*Entries from a dataset*.
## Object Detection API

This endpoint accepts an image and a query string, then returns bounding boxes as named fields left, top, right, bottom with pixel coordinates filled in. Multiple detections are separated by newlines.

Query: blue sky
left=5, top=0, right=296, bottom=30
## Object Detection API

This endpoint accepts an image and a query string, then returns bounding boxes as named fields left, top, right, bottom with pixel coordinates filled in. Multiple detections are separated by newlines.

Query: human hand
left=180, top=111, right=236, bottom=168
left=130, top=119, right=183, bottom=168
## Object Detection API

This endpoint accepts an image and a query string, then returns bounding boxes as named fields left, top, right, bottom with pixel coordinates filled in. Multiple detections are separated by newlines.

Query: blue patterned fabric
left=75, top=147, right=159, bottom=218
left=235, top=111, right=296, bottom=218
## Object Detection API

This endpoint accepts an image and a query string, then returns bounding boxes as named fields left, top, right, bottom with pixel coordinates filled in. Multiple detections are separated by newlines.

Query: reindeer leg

*WHAT IS BEING ASKED*.
Write out all of the data above without changing a single character.

*WORKED ANSWER*.
## Object Detection API

This endpoint accepts an image and a query string, then returns bounding boxes as named fields left, top, right, bottom with pixel coordinates filled in. Multiple detections are separated by newlines.

Query: blue sky
left=5, top=0, right=296, bottom=30
## Object Detection API

This endpoint accepts an image and a query string, then returns bounding boxes as named fields left, top, right, bottom with pixel coordinates filled in. Multiple detections are separated by newlines.

Query: human hand
left=180, top=111, right=236, bottom=168
left=130, top=119, right=183, bottom=168
## Object Detection API

This endpoint accepts an image and a query string, then returns bounding boxes as named fields left, top, right, bottom with pixel coordinates filled in. Multiple detections are separated by newlines.

Query: blue patterned fabric
left=75, top=147, right=159, bottom=218
left=235, top=111, right=296, bottom=218
## Object Detection API

This endpoint accepts an image and a query string, then returns bounding boxes as named fields left, top, right, bottom with pixel coordinates filled in. Multiple detections are separated by newlines.

Query: reindeer leg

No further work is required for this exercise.